Nothing but an exact copy is wanted: the line with "Where can you see the wooden perch" and each line after it in the data below, last line included.

Stored data entries
..............................
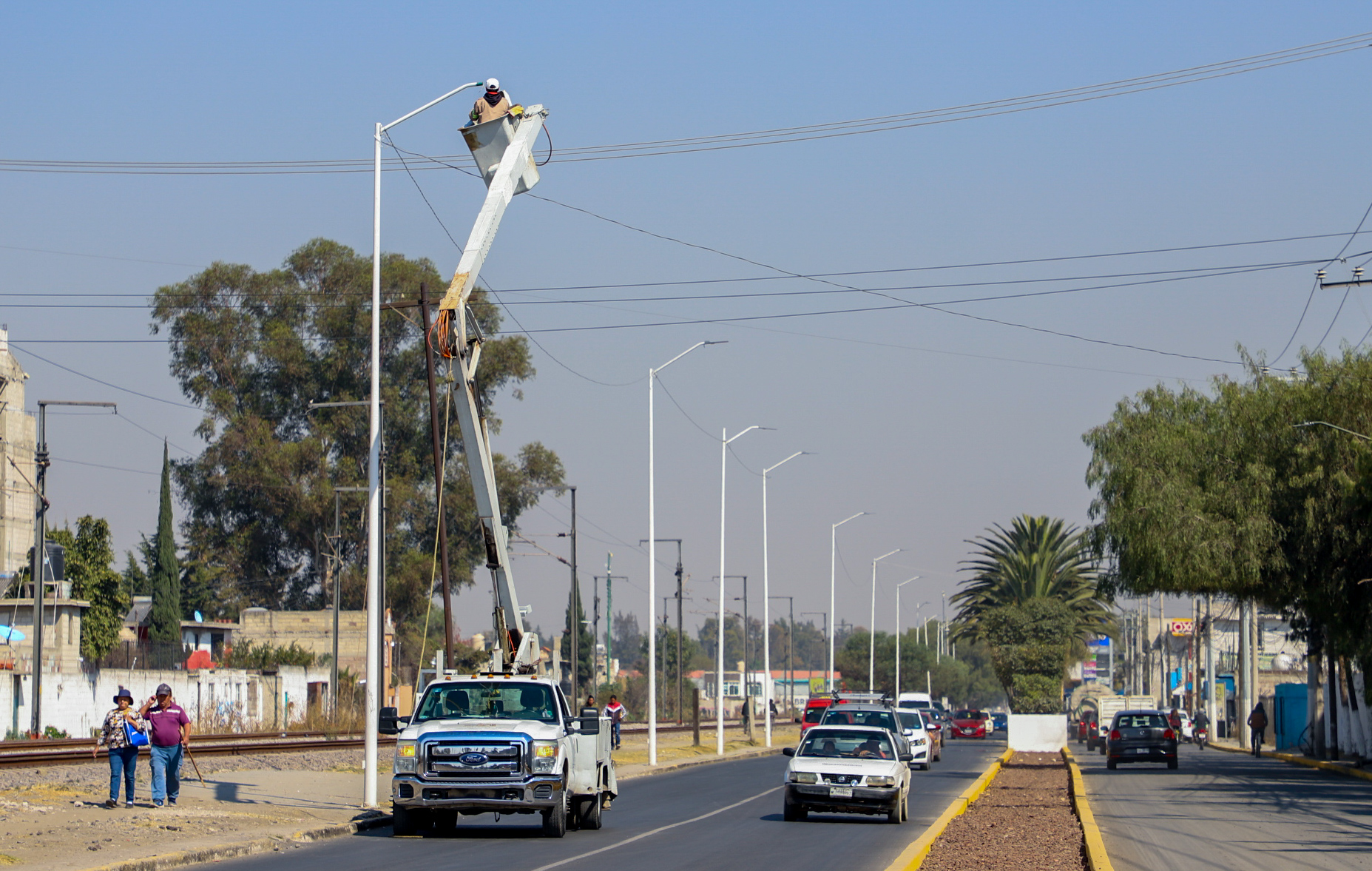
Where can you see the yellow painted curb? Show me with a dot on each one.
(1097, 856)
(914, 855)
(1302, 760)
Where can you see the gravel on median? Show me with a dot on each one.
(1024, 821)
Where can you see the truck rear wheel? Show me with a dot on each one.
(555, 819)
(589, 814)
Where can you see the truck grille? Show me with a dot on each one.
(486, 759)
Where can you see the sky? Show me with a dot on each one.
(935, 423)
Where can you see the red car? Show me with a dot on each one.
(814, 712)
(970, 724)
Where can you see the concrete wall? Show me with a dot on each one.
(312, 630)
(217, 702)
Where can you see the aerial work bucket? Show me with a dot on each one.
(490, 140)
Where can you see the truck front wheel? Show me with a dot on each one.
(407, 822)
(555, 819)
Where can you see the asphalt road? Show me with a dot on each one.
(722, 815)
(1229, 811)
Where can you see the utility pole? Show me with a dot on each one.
(38, 564)
(681, 699)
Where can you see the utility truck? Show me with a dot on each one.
(499, 742)
(502, 739)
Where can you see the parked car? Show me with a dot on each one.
(1140, 737)
(925, 741)
(970, 723)
(847, 770)
(814, 712)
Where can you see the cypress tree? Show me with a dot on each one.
(165, 620)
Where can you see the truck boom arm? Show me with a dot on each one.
(504, 151)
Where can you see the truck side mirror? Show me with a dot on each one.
(589, 722)
(388, 722)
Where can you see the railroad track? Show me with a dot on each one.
(75, 750)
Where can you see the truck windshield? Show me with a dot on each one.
(487, 700)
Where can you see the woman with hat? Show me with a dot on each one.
(124, 756)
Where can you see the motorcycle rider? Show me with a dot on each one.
(1201, 729)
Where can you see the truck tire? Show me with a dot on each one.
(589, 814)
(405, 822)
(555, 819)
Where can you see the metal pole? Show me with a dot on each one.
(438, 479)
(374, 502)
(652, 585)
(832, 620)
(38, 562)
(719, 630)
(337, 571)
(871, 631)
(38, 565)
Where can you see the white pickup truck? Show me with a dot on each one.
(499, 742)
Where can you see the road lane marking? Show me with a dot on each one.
(653, 832)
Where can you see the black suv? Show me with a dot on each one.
(1140, 737)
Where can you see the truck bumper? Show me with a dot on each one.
(527, 796)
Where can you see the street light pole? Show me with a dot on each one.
(719, 652)
(374, 472)
(767, 682)
(871, 631)
(652, 562)
(833, 554)
(38, 562)
(898, 631)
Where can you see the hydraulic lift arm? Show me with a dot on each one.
(504, 151)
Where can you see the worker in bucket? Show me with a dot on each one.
(492, 104)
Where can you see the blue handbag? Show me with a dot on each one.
(136, 737)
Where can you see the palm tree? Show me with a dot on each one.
(1038, 557)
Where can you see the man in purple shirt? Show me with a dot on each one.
(169, 733)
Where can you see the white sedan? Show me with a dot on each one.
(847, 770)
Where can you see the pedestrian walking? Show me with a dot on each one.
(123, 726)
(616, 713)
(1258, 723)
(169, 734)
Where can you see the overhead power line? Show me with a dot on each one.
(773, 136)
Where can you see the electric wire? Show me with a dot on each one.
(752, 138)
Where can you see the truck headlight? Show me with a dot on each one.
(405, 756)
(545, 756)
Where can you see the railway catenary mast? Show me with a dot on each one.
(504, 152)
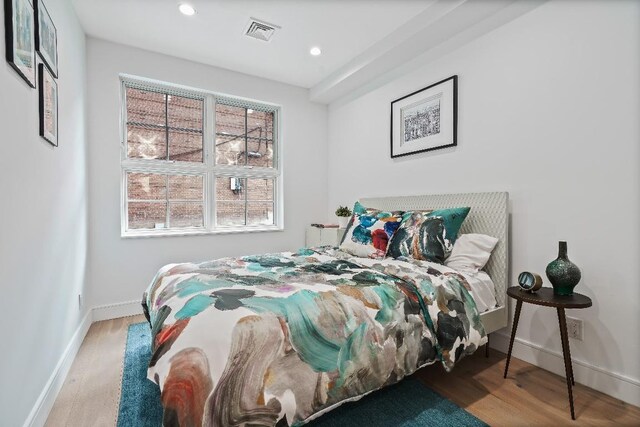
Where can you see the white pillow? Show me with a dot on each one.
(471, 252)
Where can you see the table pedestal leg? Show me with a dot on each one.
(486, 346)
(566, 352)
(516, 318)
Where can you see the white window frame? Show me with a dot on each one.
(208, 169)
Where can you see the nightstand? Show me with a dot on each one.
(323, 236)
(546, 297)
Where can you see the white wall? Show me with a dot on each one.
(548, 110)
(44, 216)
(121, 269)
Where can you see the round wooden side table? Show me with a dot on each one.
(546, 297)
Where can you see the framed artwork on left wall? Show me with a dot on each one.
(19, 38)
(46, 36)
(48, 91)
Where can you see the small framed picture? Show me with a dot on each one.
(425, 120)
(46, 37)
(48, 105)
(19, 38)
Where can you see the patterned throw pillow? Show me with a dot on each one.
(427, 235)
(369, 231)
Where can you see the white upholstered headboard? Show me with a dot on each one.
(488, 215)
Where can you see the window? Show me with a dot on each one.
(197, 162)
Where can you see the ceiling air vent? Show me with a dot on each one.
(260, 30)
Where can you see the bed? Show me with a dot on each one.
(283, 338)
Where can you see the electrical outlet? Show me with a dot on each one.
(574, 328)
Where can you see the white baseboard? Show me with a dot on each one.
(40, 412)
(614, 384)
(114, 311)
(47, 398)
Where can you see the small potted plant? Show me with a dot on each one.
(344, 214)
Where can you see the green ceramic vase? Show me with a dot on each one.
(562, 273)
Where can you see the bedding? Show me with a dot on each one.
(427, 234)
(369, 231)
(471, 251)
(282, 338)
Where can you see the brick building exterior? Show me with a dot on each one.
(170, 127)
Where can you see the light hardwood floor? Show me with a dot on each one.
(530, 396)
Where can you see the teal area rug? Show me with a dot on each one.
(409, 403)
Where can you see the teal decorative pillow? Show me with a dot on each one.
(427, 235)
(369, 231)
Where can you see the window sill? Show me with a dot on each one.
(198, 232)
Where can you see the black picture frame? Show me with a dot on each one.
(434, 127)
(23, 61)
(46, 37)
(46, 80)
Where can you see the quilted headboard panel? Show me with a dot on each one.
(488, 215)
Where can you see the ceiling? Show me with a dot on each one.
(215, 34)
(365, 43)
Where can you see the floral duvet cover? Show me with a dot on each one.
(282, 338)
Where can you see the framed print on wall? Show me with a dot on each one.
(19, 38)
(48, 105)
(46, 37)
(425, 120)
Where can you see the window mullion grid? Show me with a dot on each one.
(168, 208)
(208, 170)
(166, 124)
(210, 146)
(246, 162)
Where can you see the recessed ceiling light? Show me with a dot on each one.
(186, 9)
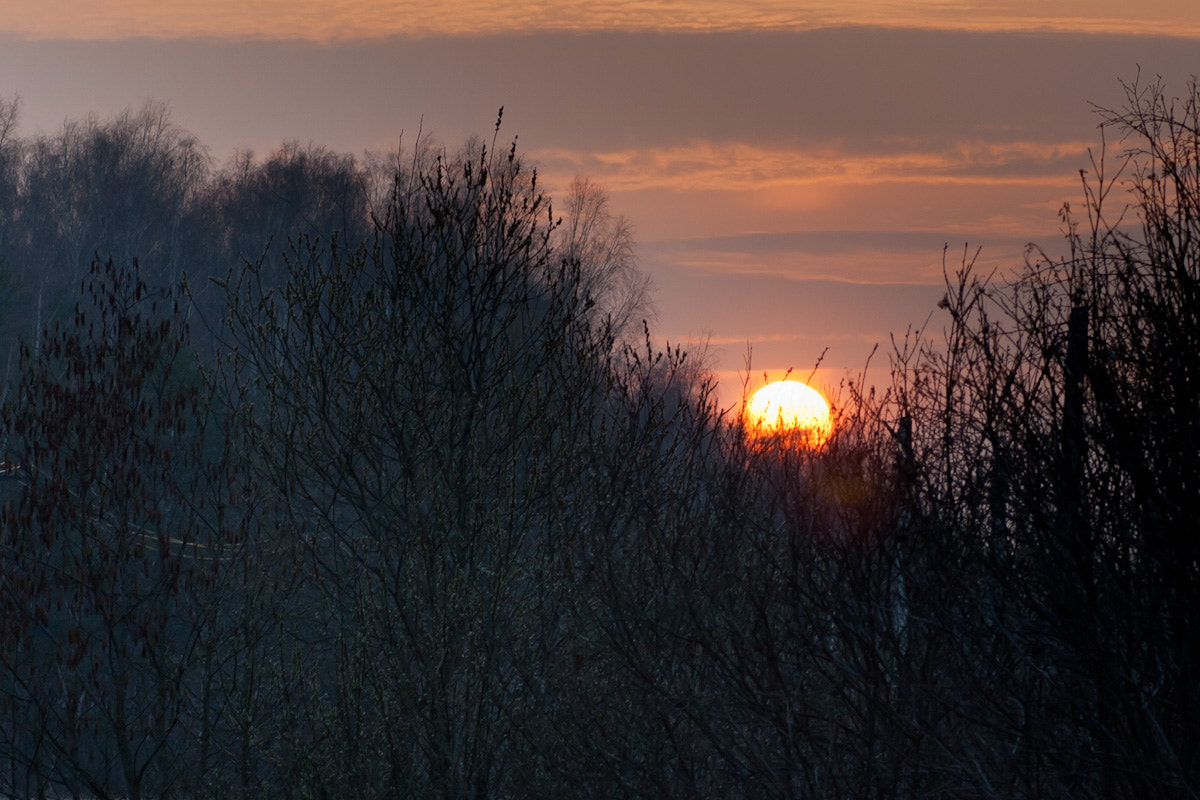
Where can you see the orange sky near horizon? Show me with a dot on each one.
(792, 170)
(348, 19)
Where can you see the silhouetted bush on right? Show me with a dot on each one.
(1057, 451)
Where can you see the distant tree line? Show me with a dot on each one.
(334, 477)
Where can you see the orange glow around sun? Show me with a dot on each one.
(789, 407)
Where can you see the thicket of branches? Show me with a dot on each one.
(393, 497)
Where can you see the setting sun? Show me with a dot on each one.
(790, 407)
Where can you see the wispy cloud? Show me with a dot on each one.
(347, 19)
(736, 166)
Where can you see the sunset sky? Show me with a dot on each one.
(792, 170)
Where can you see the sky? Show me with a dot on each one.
(793, 170)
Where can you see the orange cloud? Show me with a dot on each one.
(347, 19)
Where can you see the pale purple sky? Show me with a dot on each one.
(791, 178)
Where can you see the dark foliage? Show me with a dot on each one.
(417, 513)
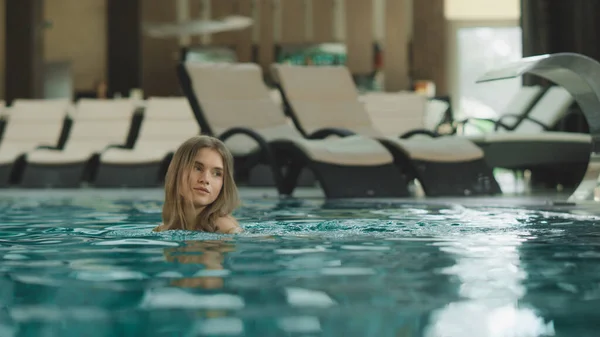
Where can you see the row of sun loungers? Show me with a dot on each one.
(353, 145)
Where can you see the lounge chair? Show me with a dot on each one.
(97, 125)
(325, 98)
(579, 75)
(167, 122)
(30, 124)
(231, 101)
(531, 143)
(516, 110)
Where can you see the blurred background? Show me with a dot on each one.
(72, 48)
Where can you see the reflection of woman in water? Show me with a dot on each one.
(200, 192)
(210, 254)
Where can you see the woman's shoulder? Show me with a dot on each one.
(228, 225)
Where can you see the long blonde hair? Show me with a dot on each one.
(178, 213)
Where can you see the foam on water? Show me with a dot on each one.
(75, 266)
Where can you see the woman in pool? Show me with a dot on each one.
(200, 192)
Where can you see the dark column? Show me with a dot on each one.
(24, 49)
(551, 26)
(124, 45)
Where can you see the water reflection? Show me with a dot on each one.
(491, 286)
(208, 256)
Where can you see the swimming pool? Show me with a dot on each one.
(83, 264)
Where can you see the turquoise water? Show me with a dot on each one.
(90, 266)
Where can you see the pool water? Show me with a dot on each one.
(91, 266)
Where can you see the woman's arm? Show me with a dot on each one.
(228, 225)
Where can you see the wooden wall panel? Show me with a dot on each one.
(322, 20)
(24, 49)
(266, 42)
(124, 45)
(218, 10)
(2, 49)
(244, 37)
(359, 36)
(429, 47)
(395, 50)
(196, 11)
(159, 55)
(78, 34)
(293, 21)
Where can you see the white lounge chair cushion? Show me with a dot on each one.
(352, 150)
(439, 149)
(10, 152)
(58, 157)
(150, 152)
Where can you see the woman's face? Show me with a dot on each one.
(205, 180)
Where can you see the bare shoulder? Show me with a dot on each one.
(228, 225)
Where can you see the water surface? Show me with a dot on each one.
(91, 266)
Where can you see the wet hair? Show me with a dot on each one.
(179, 213)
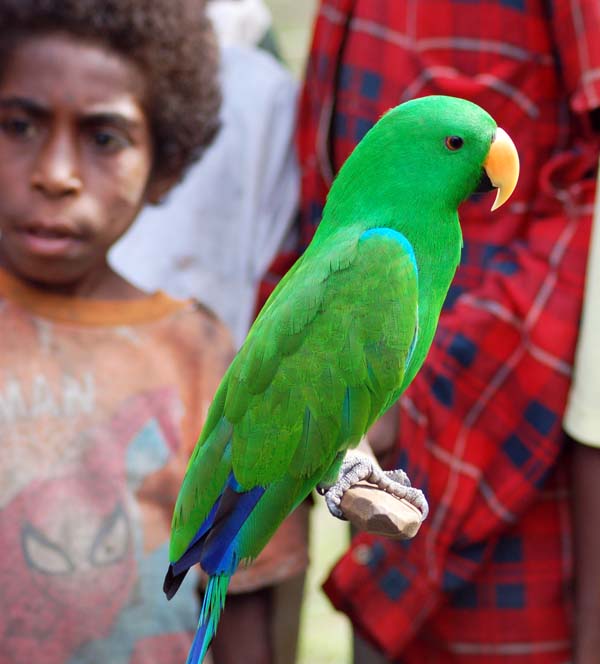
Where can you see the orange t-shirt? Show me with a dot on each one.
(101, 403)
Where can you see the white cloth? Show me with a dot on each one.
(239, 22)
(217, 232)
(582, 417)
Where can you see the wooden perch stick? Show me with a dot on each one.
(373, 510)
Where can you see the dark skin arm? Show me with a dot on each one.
(586, 508)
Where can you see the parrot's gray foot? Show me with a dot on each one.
(358, 467)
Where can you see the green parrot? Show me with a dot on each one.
(338, 341)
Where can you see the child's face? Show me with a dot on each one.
(75, 158)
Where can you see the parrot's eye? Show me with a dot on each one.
(454, 142)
..............................
## [Task output]
Where can you see the wooden perch stick? Show me with a dot on each one.
(373, 510)
Where can you see the dark skin arm? Show me with a dot on each one.
(586, 508)
Where can you see the parrot's gray foot? Show me with a dot on each one.
(358, 467)
Where can you see the green parrot? Show me with a dot on each one.
(338, 341)
Where can you see the child's face? Show me with a dot on each one.
(75, 158)
Where can you see the parrot's eye? Show me with a dot on each one.
(454, 142)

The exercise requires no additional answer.